In the listing below, turn the lines from the one containing "rough mask: <svg" through the one containing "positive clicks: (10, 293) (37, 295)" into a Markdown table. Use the columns Row and Line, include both of those lines, and leave out any blank lines.

# # #

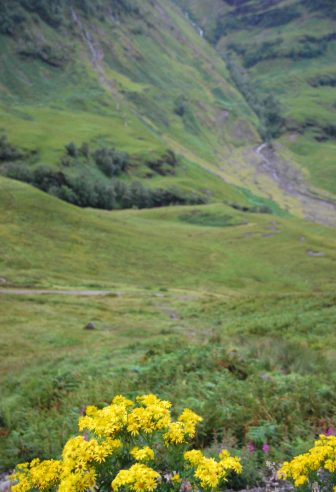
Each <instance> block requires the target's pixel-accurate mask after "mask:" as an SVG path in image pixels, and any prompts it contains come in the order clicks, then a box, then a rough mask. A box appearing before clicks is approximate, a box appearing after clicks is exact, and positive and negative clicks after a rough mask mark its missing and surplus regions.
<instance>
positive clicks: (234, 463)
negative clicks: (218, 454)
mask: <svg viewBox="0 0 336 492" xmlns="http://www.w3.org/2000/svg"><path fill="white" fill-rule="evenodd" d="M184 458H185V460H186V461H188V462H189V463H190V465H191V466H192V467H193V468H195V472H194V475H195V478H196V479H197V480H199V482H200V484H201V487H203V488H211V489H215V488H217V487H218V486H219V484H220V482H221V481H225V480H226V478H227V472H228V471H229V470H233V471H234V472H235V473H238V474H239V473H241V472H242V466H241V463H240V460H239V458H235V457H233V456H231V455H230V453H229V452H228V451H222V452H221V453H220V455H219V461H216V460H215V459H214V458H206V457H205V456H204V455H203V453H202V452H201V451H198V450H196V449H193V450H191V451H187V452H186V453H184Z"/></svg>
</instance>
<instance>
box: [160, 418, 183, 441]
mask: <svg viewBox="0 0 336 492" xmlns="http://www.w3.org/2000/svg"><path fill="white" fill-rule="evenodd" d="M163 437H164V441H165V444H166V445H167V446H169V445H170V444H182V443H183V442H184V441H185V429H184V424H183V423H182V422H172V423H171V424H169V427H168V431H167V432H166V433H165V434H164V436H163Z"/></svg>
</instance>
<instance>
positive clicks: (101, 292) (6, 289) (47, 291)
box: [0, 289, 113, 297]
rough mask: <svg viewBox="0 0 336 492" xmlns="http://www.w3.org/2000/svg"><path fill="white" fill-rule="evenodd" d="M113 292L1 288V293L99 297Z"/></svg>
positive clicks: (10, 293) (37, 295)
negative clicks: (4, 288) (5, 288)
mask: <svg viewBox="0 0 336 492" xmlns="http://www.w3.org/2000/svg"><path fill="white" fill-rule="evenodd" d="M111 294H113V292H111V291H109V290H45V289H0V295H16V296H44V295H53V296H54V295H60V296H78V297H80V296H82V297H97V296H109V295H111Z"/></svg>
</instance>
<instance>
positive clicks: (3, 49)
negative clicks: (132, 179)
mask: <svg viewBox="0 0 336 492" xmlns="http://www.w3.org/2000/svg"><path fill="white" fill-rule="evenodd" d="M21 3H22V2H19V1H17V2H15V4H14V6H12V8H11V9H9V10H8V13H7V15H8V19H9V20H8V21H7V23H8V22H10V20H11V18H12V17H14V13H15V12H17V14H18V15H19V14H20V15H22V17H23V20H21V23H19V21H17V20H15V21H13V23H14V27H13V29H12V31H10V32H8V27H7V24H5V27H3V28H2V31H3V32H2V35H0V46H1V50H0V51H1V66H2V70H1V75H0V85H1V88H2V91H1V97H0V128H2V129H3V131H4V132H5V133H6V135H7V136H8V141H9V142H10V143H11V144H13V145H15V146H17V147H19V148H21V149H22V150H23V151H25V152H26V154H25V156H24V159H25V160H26V161H27V160H28V161H29V166H30V168H34V167H36V166H39V165H41V164H43V165H47V166H49V167H50V166H51V167H52V166H57V167H58V169H60V170H61V171H62V172H63V173H69V172H70V171H69V170H68V169H66V166H69V164H64V153H65V146H66V145H67V144H69V143H70V142H74V143H75V144H76V145H77V147H78V148H79V147H80V146H81V144H83V143H84V142H86V143H88V144H89V145H90V147H91V148H92V149H97V148H99V147H103V146H104V147H110V148H111V147H114V148H116V149H117V150H118V151H122V152H127V153H129V154H130V155H131V156H132V158H133V161H134V162H135V165H134V166H133V169H132V171H131V176H133V177H134V178H135V179H139V180H143V179H144V176H145V175H146V169H147V168H146V165H145V162H146V160H147V161H148V160H149V159H155V158H159V157H162V155H164V153H165V152H166V151H167V149H171V150H173V151H175V152H177V153H178V154H179V155H181V156H185V157H186V158H187V159H188V161H189V162H190V161H191V162H193V163H194V164H198V165H202V166H203V167H206V168H209V169H210V170H215V169H216V168H217V167H218V165H217V161H218V154H217V153H218V151H219V150H220V148H221V147H223V146H224V145H225V146H233V147H236V146H237V147H238V148H239V147H240V148H242V147H243V146H244V144H245V143H246V142H248V141H252V142H254V143H256V142H258V134H257V131H256V125H257V119H256V117H255V115H254V114H253V112H252V111H251V110H250V108H249V107H248V105H247V104H246V103H245V101H244V99H243V97H242V96H241V95H240V94H239V92H238V91H237V90H236V88H235V87H234V86H233V85H232V84H231V83H230V82H229V81H228V78H229V76H228V72H227V69H226V67H225V64H224V63H223V61H221V59H220V57H219V56H218V55H217V54H216V53H215V52H214V50H213V49H212V48H211V47H210V46H209V45H208V44H207V43H206V42H204V41H203V40H202V39H201V38H200V36H199V35H198V33H196V32H195V30H194V29H193V27H192V26H191V25H190V24H189V23H188V21H187V20H186V19H184V18H183V16H181V15H180V12H179V11H178V10H176V8H175V7H174V6H172V5H170V4H169V3H167V2H157V3H156V5H155V7H154V8H152V7H151V6H150V4H149V3H147V2H135V3H133V6H132V8H128V7H127V2H126V3H125V5H124V4H123V2H119V3H120V5H119V3H118V2H115V4H116V5H115V6H113V5H114V4H113V3H112V7H111V8H112V10H111V11H109V8H110V7H109V5H110V4H109V3H107V2H105V3H104V2H103V3H102V4H101V8H102V9H103V10H102V11H101V12H99V11H98V12H93V13H91V14H90V15H89V14H86V12H85V10H84V11H83V9H82V8H81V7H80V5H82V4H79V6H77V4H76V2H74V3H73V4H72V3H67V4H64V5H63V7H62V8H60V10H59V13H58V16H56V17H55V18H53V17H52V16H51V13H50V12H49V11H46V9H45V7H44V9H45V10H43V8H42V7H40V8H38V6H36V7H35V8H34V9H33V13H32V12H31V11H27V10H25V9H24V8H23V7H21V6H20V5H21ZM15 5H16V6H15ZM23 5H24V3H23ZM39 5H40V4H39ZM13 11H14V13H13ZM95 14H96V15H95ZM5 15H6V12H4V14H3V16H5ZM55 15H56V14H55ZM103 15H104V20H103ZM50 16H51V18H50ZM15 22H16V24H15ZM55 24H56V25H55ZM56 27H57V29H56ZM6 29H7V30H6ZM240 124H243V125H244V128H245V134H244V135H243V138H242V136H239V138H237V136H236V128H237V126H239V125H240ZM62 158H63V160H62ZM195 161H196V162H195ZM70 166H71V167H73V163H72V164H70ZM198 174H200V173H198ZM180 175H181V176H182V177H185V181H187V183H188V184H189V188H191V187H193V188H194V189H197V188H198V189H201V188H202V187H203V189H204V185H203V180H202V179H198V176H197V171H196V172H194V173H193V171H192V170H190V166H189V167H187V171H186V172H185V171H184V170H181V173H180ZM200 176H204V174H203V175H202V174H200ZM178 177H179V176H178ZM178 177H177V179H176V184H177V185H179V184H180V183H178ZM91 179H93V178H92V176H91ZM105 181H106V180H105ZM147 181H150V182H149V183H148V186H152V185H153V183H152V182H151V180H147ZM171 181H174V180H171ZM208 181H209V180H208ZM215 181H216V180H213V182H214V183H213V187H212V186H211V184H210V191H212V188H213V189H214V190H216V189H217V190H218V186H216V183H215ZM226 192H228V193H229V192H230V190H229V189H228V187H227V186H225V185H223V187H222V194H223V195H225V193H226Z"/></svg>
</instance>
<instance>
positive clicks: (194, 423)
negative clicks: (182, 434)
mask: <svg viewBox="0 0 336 492" xmlns="http://www.w3.org/2000/svg"><path fill="white" fill-rule="evenodd" d="M202 420H203V419H202V417H200V416H199V415H197V414H196V413H195V412H193V411H192V410H189V408H185V409H184V410H183V412H182V414H181V415H180V416H179V418H178V421H179V422H182V423H183V425H184V432H185V433H186V434H188V436H189V437H195V434H196V425H197V424H198V423H199V422H202Z"/></svg>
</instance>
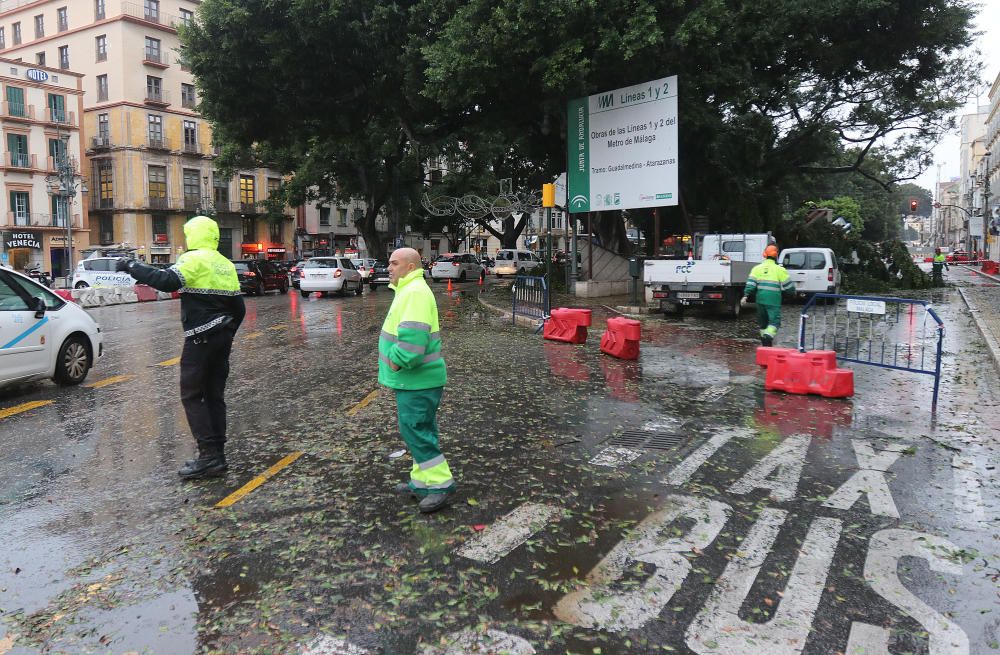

# # #

• [OUTPUT OF THE TASK]:
| Row | Line |
|---|---|
| 1 | rough mask: <svg viewBox="0 0 336 492" xmlns="http://www.w3.org/2000/svg"><path fill="white" fill-rule="evenodd" d="M113 292L1 288V293L99 297Z"/></svg> |
| 2 | positive clicks: (10, 293) (37, 295) |